## Aim
Switch "camera" to "tripod" in the data from its first line through the line with "point(323, 181)", leaving everything else as it is. Return only those lines.

## Records supplied
--------------------------------

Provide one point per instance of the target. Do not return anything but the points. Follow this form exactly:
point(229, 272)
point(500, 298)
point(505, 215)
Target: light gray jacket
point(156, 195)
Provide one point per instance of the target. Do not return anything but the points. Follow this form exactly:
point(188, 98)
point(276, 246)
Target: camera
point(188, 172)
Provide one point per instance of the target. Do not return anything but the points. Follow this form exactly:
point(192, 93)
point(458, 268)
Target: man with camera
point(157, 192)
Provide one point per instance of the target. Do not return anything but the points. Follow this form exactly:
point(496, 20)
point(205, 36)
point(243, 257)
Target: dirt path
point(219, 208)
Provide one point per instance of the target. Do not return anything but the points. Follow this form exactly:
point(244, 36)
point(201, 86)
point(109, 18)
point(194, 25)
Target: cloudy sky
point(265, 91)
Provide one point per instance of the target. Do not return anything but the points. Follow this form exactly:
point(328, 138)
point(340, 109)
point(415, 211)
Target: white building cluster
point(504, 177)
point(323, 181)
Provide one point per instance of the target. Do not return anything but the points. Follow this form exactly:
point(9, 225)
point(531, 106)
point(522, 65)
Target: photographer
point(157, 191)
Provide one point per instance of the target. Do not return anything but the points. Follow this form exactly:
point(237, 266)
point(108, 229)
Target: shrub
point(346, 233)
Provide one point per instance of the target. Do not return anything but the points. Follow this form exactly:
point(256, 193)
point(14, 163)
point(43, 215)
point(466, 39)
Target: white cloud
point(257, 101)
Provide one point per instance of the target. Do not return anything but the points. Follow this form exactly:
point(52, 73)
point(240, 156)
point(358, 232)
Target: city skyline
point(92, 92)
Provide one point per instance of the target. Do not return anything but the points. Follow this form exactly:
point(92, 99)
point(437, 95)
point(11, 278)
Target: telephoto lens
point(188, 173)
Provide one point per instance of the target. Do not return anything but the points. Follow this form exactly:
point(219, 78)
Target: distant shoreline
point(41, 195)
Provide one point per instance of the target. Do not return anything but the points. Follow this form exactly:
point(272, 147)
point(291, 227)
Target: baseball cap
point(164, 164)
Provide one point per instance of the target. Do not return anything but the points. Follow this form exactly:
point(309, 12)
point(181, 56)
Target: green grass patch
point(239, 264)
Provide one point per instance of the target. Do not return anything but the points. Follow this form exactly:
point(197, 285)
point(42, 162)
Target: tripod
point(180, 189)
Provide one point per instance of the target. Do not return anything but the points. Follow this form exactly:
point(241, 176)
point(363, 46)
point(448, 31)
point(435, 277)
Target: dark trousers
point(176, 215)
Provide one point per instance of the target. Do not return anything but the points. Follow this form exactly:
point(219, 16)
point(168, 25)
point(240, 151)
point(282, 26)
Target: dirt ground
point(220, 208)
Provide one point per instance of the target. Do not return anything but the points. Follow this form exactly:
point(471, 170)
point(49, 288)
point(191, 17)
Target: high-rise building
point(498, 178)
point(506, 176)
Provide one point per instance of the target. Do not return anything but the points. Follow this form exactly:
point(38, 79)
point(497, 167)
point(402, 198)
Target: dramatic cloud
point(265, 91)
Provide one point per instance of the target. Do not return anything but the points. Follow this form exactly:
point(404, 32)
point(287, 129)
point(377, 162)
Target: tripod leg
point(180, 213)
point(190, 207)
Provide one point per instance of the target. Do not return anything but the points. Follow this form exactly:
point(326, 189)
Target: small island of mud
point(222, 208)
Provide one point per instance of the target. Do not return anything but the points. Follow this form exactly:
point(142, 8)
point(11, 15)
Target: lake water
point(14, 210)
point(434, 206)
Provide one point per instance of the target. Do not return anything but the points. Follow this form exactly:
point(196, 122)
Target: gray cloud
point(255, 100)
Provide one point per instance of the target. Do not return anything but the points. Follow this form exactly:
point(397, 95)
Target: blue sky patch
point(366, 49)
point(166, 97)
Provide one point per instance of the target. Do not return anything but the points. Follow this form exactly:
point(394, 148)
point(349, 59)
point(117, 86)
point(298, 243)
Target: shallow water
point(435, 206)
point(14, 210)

--------------------------------

## Answer to this task
Provide one point per instance of the target. Do not return anything but the points. Follow this form exactly:
point(229, 272)
point(500, 298)
point(505, 215)
Target: light gray jacket
point(156, 195)
Provide one point per instance of the target. Do not return anything but the points. Follow this form exactly:
point(188, 98)
point(276, 246)
Target: tripod
point(188, 172)
Provide one point per instance of the target. Do not return anything but the points. Follow this form exactly:
point(192, 93)
point(458, 268)
Target: man with tripod
point(157, 192)
Provide one point per instance of the target. Do not return anything but the points. Follow this form exactly:
point(496, 20)
point(205, 36)
point(243, 257)
Target: dirt path
point(219, 208)
Provide one point per instance of the target. Do not return anything but the points. Follow this form exactly:
point(244, 36)
point(201, 86)
point(109, 18)
point(194, 25)
Target: cloudy sky
point(265, 91)
Provide one point per instance of the target. Do not return anything but the points. Follow this form exactly:
point(328, 138)
point(340, 109)
point(415, 211)
Target: white building cluster
point(504, 177)
point(323, 181)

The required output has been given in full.